コロナ後のニューヨークについての文章のうち、「セントラルパークの中では、市」から「ナからの独立」を祝っている。」までを一字も変えずに書き写すこと。

抜粋テキスト:
..............................

平常時にもどるのは10月末か? ポストコロナの社会経済

初夏のニューヨークでは、ワクチン接種が進んだこともあり、(ほぼ)ノーマルな生活が戻ってきた。ニューヨーク市平均でワクチン接種が終了しているのは、成人中62%、マンハッタン地区に限ると71%となっている。ほぼ集団免疫に近いと言える。

セントラルパークの中では、市民が、散歩やジョギング、日光浴を楽しんでいるが、マスクをしている人は皆無だ。住宅地域の路上では、マスク比率は20%くらいだ。ただし屋内(スーパーや地下鉄)では、90%程度がマスクをしている。

マスク着用を強制している店舗も少数だがある。レストランの営業時間制限や屋内席の定員充足率規制はなくなり、人気店は満席が続いている。もちろんアルコール提供が制限されることはない。ニューヨークでは、「コロナからの独立」を祝っている。

..............................

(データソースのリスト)
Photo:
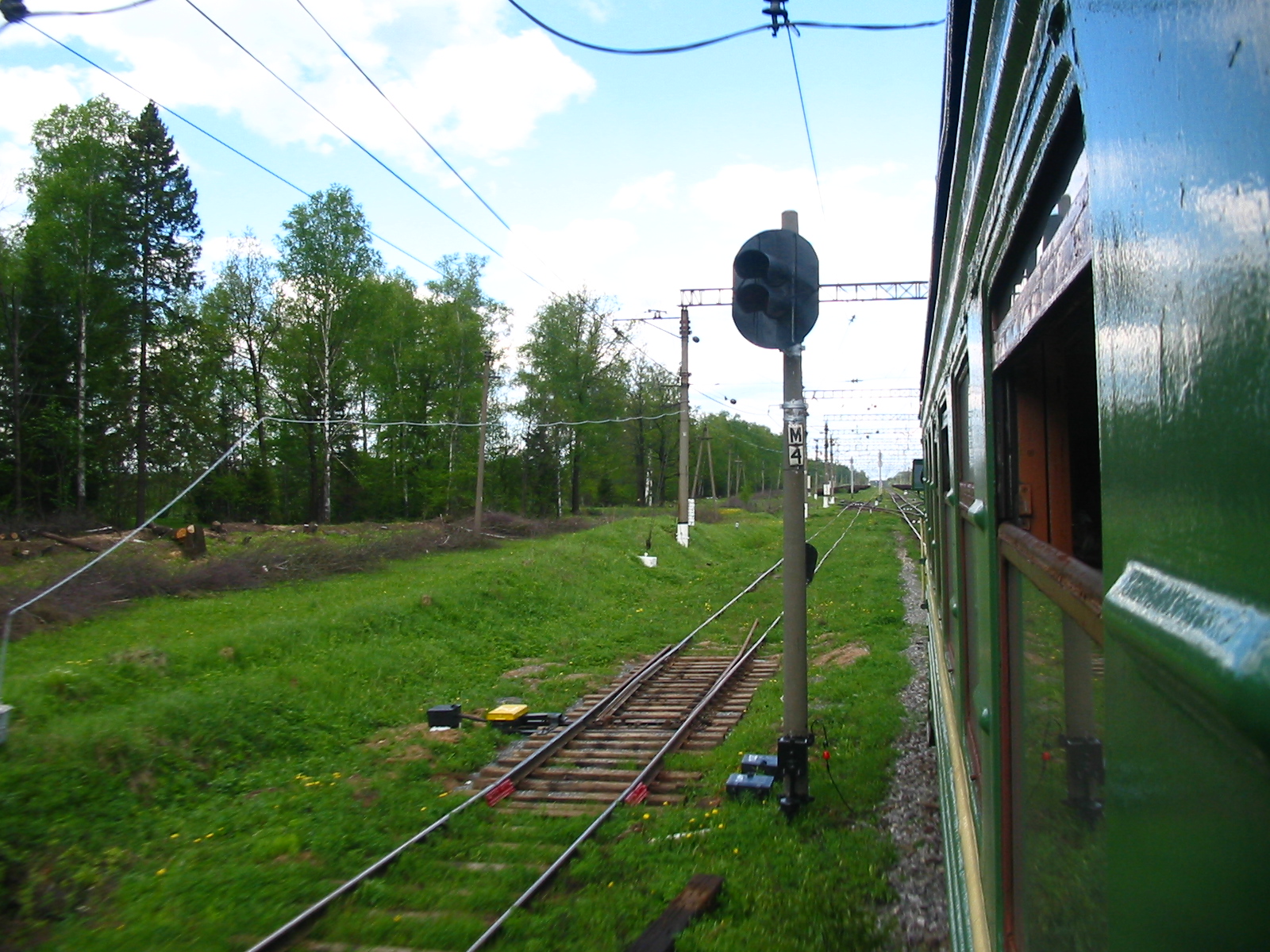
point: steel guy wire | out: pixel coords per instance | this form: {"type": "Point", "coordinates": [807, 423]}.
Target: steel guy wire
{"type": "Point", "coordinates": [124, 541]}
{"type": "Point", "coordinates": [702, 44]}
{"type": "Point", "coordinates": [357, 143]}
{"type": "Point", "coordinates": [216, 139]}
{"type": "Point", "coordinates": [251, 429]}
{"type": "Point", "coordinates": [806, 126]}
{"type": "Point", "coordinates": [404, 118]}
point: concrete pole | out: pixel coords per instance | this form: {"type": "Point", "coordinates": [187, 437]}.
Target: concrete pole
{"type": "Point", "coordinates": [681, 531]}
{"type": "Point", "coordinates": [480, 448]}
{"type": "Point", "coordinates": [793, 748]}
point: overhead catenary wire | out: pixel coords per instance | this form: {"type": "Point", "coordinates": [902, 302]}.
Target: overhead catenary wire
{"type": "Point", "coordinates": [404, 117]}
{"type": "Point", "coordinates": [216, 139]}
{"type": "Point", "coordinates": [702, 44]}
{"type": "Point", "coordinates": [359, 144]}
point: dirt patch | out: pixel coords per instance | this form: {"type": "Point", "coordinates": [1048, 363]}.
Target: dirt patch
{"type": "Point", "coordinates": [845, 655]}
{"type": "Point", "coordinates": [276, 554]}
{"type": "Point", "coordinates": [531, 670]}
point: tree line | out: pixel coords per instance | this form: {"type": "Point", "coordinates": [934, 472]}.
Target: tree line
{"type": "Point", "coordinates": [126, 374]}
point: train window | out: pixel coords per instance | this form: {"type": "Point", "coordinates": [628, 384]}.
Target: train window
{"type": "Point", "coordinates": [1052, 475]}
{"type": "Point", "coordinates": [1049, 498]}
{"type": "Point", "coordinates": [1060, 837]}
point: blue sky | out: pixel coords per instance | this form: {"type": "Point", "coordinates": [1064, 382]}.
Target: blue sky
{"type": "Point", "coordinates": [630, 175]}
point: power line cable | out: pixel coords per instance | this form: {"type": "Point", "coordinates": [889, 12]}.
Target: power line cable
{"type": "Point", "coordinates": [404, 118]}
{"type": "Point", "coordinates": [806, 125]}
{"type": "Point", "coordinates": [216, 139]}
{"type": "Point", "coordinates": [379, 162]}
{"type": "Point", "coordinates": [16, 10]}
{"type": "Point", "coordinates": [702, 44]}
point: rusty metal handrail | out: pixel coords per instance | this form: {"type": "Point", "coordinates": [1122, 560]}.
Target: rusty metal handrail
{"type": "Point", "coordinates": [1066, 581]}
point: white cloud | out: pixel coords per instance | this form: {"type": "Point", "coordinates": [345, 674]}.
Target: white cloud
{"type": "Point", "coordinates": [216, 251]}
{"type": "Point", "coordinates": [653, 192]}
{"type": "Point", "coordinates": [450, 67]}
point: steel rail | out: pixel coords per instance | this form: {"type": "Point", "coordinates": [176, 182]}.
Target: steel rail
{"type": "Point", "coordinates": [899, 508]}
{"type": "Point", "coordinates": [287, 933]}
{"type": "Point", "coordinates": [653, 766]}
{"type": "Point", "coordinates": [649, 771]}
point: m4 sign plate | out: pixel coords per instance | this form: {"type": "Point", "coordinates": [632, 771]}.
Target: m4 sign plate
{"type": "Point", "coordinates": [795, 444]}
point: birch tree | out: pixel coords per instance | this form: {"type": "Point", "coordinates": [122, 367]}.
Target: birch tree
{"type": "Point", "coordinates": [328, 264]}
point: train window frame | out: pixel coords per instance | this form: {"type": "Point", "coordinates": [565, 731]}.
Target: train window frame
{"type": "Point", "coordinates": [1053, 244]}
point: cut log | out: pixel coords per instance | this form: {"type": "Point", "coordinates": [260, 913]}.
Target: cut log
{"type": "Point", "coordinates": [696, 898]}
{"type": "Point", "coordinates": [65, 541]}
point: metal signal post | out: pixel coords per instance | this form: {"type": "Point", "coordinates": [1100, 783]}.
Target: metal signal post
{"type": "Point", "coordinates": [794, 742]}
{"type": "Point", "coordinates": [681, 531]}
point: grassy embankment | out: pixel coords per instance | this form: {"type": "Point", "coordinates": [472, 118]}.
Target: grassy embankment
{"type": "Point", "coordinates": [186, 774]}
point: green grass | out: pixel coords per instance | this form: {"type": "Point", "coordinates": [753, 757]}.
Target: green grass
{"type": "Point", "coordinates": [187, 774]}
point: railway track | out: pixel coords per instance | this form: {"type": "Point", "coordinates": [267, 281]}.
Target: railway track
{"type": "Point", "coordinates": [595, 766]}
{"type": "Point", "coordinates": [440, 894]}
{"type": "Point", "coordinates": [610, 753]}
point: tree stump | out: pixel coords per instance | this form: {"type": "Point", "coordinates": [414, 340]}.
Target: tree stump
{"type": "Point", "coordinates": [192, 541]}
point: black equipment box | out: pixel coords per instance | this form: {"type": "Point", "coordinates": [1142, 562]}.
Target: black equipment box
{"type": "Point", "coordinates": [444, 715]}
{"type": "Point", "coordinates": [541, 720]}
{"type": "Point", "coordinates": [759, 763]}
{"type": "Point", "coordinates": [755, 785]}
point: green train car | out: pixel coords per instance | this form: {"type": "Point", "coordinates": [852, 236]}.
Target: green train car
{"type": "Point", "coordinates": [1096, 436]}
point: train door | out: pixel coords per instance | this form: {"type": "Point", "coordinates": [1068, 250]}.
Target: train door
{"type": "Point", "coordinates": [1049, 499]}
{"type": "Point", "coordinates": [968, 547]}
{"type": "Point", "coordinates": [948, 543]}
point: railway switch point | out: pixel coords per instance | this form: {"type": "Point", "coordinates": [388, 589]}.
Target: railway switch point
{"type": "Point", "coordinates": [791, 754]}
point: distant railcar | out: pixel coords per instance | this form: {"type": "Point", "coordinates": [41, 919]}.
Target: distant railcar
{"type": "Point", "coordinates": [1096, 429]}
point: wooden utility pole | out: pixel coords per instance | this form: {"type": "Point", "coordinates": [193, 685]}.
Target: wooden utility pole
{"type": "Point", "coordinates": [480, 447]}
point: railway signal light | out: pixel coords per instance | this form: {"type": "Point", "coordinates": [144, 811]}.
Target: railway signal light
{"type": "Point", "coordinates": [776, 289]}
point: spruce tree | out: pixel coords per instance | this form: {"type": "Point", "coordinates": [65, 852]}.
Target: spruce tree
{"type": "Point", "coordinates": [163, 230]}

..............................

想定解答:
セントラルパークの中では、市民が、散歩やジョギング、日光浴を楽しんでいるが、マスクをしている人は皆無だ。住宅地域の路上では、マスク比率は20%くらいだ。ただし屋内(スーパーや地下鉄)では、90%程度がマスクをしている。

マスク着用を強制している店舗も少数だがある。レストランの営業時間制限や屋内席の定員充足率規制はなくなり、人気店は満席が続いている。もちろんアルコール提供が制限されることはない。ニューヨークでは、「コロナからの独立」を祝っている。